Activity:
Every entry must be output exactly as it is written.

Records supplied:

=== Section Start ===

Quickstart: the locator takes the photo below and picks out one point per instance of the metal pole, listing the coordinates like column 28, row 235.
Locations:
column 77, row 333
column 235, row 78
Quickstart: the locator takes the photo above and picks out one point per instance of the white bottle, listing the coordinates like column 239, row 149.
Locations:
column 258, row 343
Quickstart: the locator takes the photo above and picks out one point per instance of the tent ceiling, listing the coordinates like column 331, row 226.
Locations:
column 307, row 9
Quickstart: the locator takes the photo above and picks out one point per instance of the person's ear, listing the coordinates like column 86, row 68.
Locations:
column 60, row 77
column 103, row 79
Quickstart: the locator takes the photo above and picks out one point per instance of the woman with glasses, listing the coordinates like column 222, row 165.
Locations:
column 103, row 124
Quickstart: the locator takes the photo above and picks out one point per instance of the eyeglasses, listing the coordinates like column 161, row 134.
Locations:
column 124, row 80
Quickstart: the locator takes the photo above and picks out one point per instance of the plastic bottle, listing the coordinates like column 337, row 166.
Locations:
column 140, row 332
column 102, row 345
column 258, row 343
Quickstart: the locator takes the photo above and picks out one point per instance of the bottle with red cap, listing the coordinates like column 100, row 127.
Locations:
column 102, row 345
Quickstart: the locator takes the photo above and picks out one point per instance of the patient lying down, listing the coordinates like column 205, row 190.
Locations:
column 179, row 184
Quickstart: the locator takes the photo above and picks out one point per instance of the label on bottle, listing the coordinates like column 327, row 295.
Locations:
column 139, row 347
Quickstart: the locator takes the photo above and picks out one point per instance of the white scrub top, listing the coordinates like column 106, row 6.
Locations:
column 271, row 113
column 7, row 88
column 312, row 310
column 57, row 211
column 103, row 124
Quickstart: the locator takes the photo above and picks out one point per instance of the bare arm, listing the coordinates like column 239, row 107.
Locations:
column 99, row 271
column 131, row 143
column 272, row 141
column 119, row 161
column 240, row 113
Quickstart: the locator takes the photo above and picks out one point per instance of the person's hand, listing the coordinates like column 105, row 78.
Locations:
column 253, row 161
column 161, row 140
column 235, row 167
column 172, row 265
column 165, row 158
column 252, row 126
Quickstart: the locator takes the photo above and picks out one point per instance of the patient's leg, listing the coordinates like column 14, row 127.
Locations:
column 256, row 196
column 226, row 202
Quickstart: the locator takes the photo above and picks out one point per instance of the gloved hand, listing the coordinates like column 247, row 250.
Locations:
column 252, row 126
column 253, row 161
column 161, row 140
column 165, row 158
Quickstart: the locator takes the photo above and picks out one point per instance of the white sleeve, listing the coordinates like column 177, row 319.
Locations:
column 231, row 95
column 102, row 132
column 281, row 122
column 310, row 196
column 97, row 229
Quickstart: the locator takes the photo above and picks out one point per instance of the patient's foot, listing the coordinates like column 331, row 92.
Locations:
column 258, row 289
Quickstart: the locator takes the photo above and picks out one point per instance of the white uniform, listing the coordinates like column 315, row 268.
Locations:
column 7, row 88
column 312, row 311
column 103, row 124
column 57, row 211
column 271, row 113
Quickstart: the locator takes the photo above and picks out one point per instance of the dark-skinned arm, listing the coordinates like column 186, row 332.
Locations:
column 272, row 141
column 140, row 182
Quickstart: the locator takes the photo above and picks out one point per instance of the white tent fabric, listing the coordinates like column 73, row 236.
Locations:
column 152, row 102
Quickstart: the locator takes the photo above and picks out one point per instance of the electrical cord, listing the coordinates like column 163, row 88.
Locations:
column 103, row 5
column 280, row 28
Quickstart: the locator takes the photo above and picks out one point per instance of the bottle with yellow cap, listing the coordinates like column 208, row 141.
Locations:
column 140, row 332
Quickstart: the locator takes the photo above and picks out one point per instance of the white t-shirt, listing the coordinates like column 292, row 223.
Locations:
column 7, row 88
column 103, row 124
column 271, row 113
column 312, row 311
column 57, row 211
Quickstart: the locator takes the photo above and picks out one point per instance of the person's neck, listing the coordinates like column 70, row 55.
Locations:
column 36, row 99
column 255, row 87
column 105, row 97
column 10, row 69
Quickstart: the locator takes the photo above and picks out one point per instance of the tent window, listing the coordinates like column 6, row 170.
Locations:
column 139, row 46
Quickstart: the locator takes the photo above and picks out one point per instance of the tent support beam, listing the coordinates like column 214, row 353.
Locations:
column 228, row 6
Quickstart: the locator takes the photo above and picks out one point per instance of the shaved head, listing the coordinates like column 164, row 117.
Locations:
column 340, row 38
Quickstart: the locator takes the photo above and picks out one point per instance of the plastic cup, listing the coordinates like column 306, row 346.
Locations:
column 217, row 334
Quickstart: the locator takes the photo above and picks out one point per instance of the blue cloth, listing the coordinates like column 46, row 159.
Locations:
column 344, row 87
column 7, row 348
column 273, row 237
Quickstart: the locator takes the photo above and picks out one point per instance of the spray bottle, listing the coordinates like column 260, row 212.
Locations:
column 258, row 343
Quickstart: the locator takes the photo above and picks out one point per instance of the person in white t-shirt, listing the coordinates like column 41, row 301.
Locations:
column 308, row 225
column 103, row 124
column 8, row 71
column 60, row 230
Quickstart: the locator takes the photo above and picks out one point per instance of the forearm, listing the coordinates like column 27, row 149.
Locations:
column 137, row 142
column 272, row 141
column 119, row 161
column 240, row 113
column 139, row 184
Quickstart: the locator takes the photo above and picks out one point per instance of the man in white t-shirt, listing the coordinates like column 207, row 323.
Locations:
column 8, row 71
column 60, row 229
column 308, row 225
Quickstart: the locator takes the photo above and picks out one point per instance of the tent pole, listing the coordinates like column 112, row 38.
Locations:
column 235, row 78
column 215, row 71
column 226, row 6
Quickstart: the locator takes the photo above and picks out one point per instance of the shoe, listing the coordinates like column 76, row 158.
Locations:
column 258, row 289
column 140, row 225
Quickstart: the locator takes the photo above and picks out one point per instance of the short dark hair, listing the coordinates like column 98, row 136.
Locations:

=== Section End ===

Your response:
Quickstart: the locator takes the photo below and picks out one point per instance of the metal pole, listing the coordinates like column 28, row 235.
Locations:
column 77, row 333
column 235, row 78
Quickstart: the locator takes the photo above and picks out one point per instance of the white bottle, listing the coordinates like column 239, row 149.
Locations:
column 258, row 343
Quickstart: the locator takes the photo above and picks out one point per instance of the tent ceiling, listing the coordinates like column 331, row 226.
Locations:
column 307, row 9
Quickstart: the locator takes the photo above and picks out one point per instance of the person's ear, listing the coordinates like column 86, row 68.
Locations:
column 60, row 77
column 103, row 79
Quickstart: the locator takes the photo above and picks out one point per instance of the woman with glasses, listing the coordinates like column 222, row 165.
Locations:
column 103, row 124
Quickstart: the locator takes the photo above and picks out one point per instance of the eyeglasses, listing the coordinates like column 161, row 134.
Locations:
column 124, row 80
Quickstart: the locator takes the photo above and picks out one point per instance of the plastic bottle, listing the coordinates like column 337, row 166.
Locations:
column 140, row 332
column 102, row 345
column 258, row 343
Quickstart: the locator takes the photo above and picks out one point per instance of the bottle with red cap, listing the coordinates like column 100, row 127.
Locations:
column 102, row 345
Quickstart: the locator takes the photo above and picks out one point per instance of the patient lying down, listing the coordinates like column 205, row 190.
Locations:
column 179, row 184
Quickstart: the locator takes the photo above and picks out one point per instance of the label on bottle, listing the coordinates like column 327, row 295.
Locations:
column 139, row 347
Quickstart: the locator takes the photo above and picks out one point per instance of the white scrub top, listing the coordinates like column 106, row 6.
Locations:
column 271, row 113
column 7, row 88
column 312, row 310
column 57, row 211
column 103, row 124
Quickstart: the locator takes the photo above and picks out one point per instance of the bare arm, listing the coordinates like column 239, row 107.
Locations:
column 99, row 271
column 131, row 143
column 272, row 141
column 119, row 161
column 240, row 113
Quickstart: the locator takes the photo above and picks out one point per instance of the person's hand, listing the coordinates like column 105, row 78.
Locations:
column 253, row 161
column 161, row 140
column 235, row 167
column 172, row 265
column 165, row 158
column 252, row 126
Quickstart: the locator takes the photo above and picks out one point per instance of the patient's leg, listing the coordinates like column 14, row 127.
Locations:
column 256, row 196
column 226, row 202
Quickstart: the locator takes the photo above and picks out one point per instance of the gloved hand, listing the coordinates like column 247, row 250.
Locations:
column 252, row 126
column 253, row 161
column 161, row 140
column 165, row 158
Quickstart: the locator takes the photo above and picks out one point per instance of the white sleeve, listing the coordinates like column 177, row 319.
Locations:
column 231, row 95
column 102, row 132
column 281, row 122
column 310, row 196
column 97, row 229
Quickstart: the locator takes the photo above and picks out one point per instance of the patient's foot, listing the coordinates like column 331, row 92.
Locations:
column 258, row 289
Quickstart: the locator takes the photo above and picks out one point per instance of the white uniform, listing the coordinates like column 315, row 268.
Locations:
column 7, row 88
column 312, row 311
column 103, row 124
column 57, row 211
column 271, row 113
Quickstart: the locator takes the photo above and picks out one point per instance of the dark-skinned arm, listing the coordinates like column 186, row 332.
Locations:
column 272, row 141
column 140, row 182
Quickstart: the locator takes the photo above and picks out one point per instance of the white tent fabric, listing the coordinates like column 73, row 236.
Locations:
column 152, row 102
Quickstart: the locator takes the photo above and picks out one point per instance of the electrical cord, listing the coordinates like column 163, row 88.
Locations:
column 103, row 5
column 280, row 28
Quickstart: the locator takes the photo above and picks out one point per instance of the bottle with yellow cap, listing the coordinates like column 208, row 141.
Locations:
column 140, row 332
Quickstart: the locator takes the photo above and picks out one point per instance of the white t-shirt, listing the coordinates like column 292, row 223.
Locations:
column 7, row 88
column 103, row 124
column 271, row 113
column 312, row 311
column 57, row 211
Quickstart: the locator takes the photo above and picks out one point per instance of the person's neck, listing the coordinates like column 70, row 55.
Locations:
column 36, row 99
column 255, row 87
column 105, row 97
column 10, row 69
Quickstart: the locator takes the photo above and picks out one point per instance of the tent window, listing the coordinates like column 6, row 170.
Locations:
column 139, row 46
Quickstart: the locator takes the photo above and picks out one point per instance of the tent support beam, listing the coordinates like column 214, row 353.
Locations:
column 228, row 6
Quickstart: the locator takes the photo above and picks out one point per instance of the shaved head, listing the coordinates like column 164, row 117.
Locations:
column 340, row 38
Quickstart: the locator takes the photo above and picks out one point per instance of the plastic cup, listing the coordinates like column 306, row 346.
Locations:
column 217, row 334
Quickstart: the locator takes the photo above and picks out one point per instance of the blue cloth, listing the coordinates like column 46, row 159.
Locations:
column 344, row 87
column 7, row 348
column 273, row 237
Quickstart: the locator takes the photo above and picks out one point per instance of the spray bottle, listing the coordinates like column 260, row 212.
Locations:
column 258, row 343
Quickstart: the locator takes the photo above and picks out one point per instance of the person in white t-shirt, listing the coordinates like column 41, row 301.
Locations:
column 308, row 225
column 103, row 124
column 8, row 71
column 60, row 230
Quickstart: the locator takes the photo above and picks out one point per instance of the forearm, listing the coordinates like column 27, row 149.
Locations:
column 137, row 142
column 272, row 141
column 119, row 161
column 240, row 113
column 139, row 184
Quickstart: the locator takes the photo above and picks out one point per instance of the man in white t-shirt, listing the coordinates like column 207, row 323.
Locations:
column 8, row 71
column 60, row 229
column 308, row 225
Quickstart: the locator takes the photo above and picks out one point per instance of the tent pole, listing the coordinates like column 112, row 38.
Locations:
column 235, row 78
column 215, row 71
column 226, row 6
Quickstart: the locator takes the photo above and picks out one point per instance of the shoe, listing the coordinates like column 76, row 158.
Locations:
column 258, row 289
column 140, row 225
Quickstart: the locator takes the photo above and picks out one point per instance of the short dark hair, listing the coordinates like column 98, row 136.
Locations:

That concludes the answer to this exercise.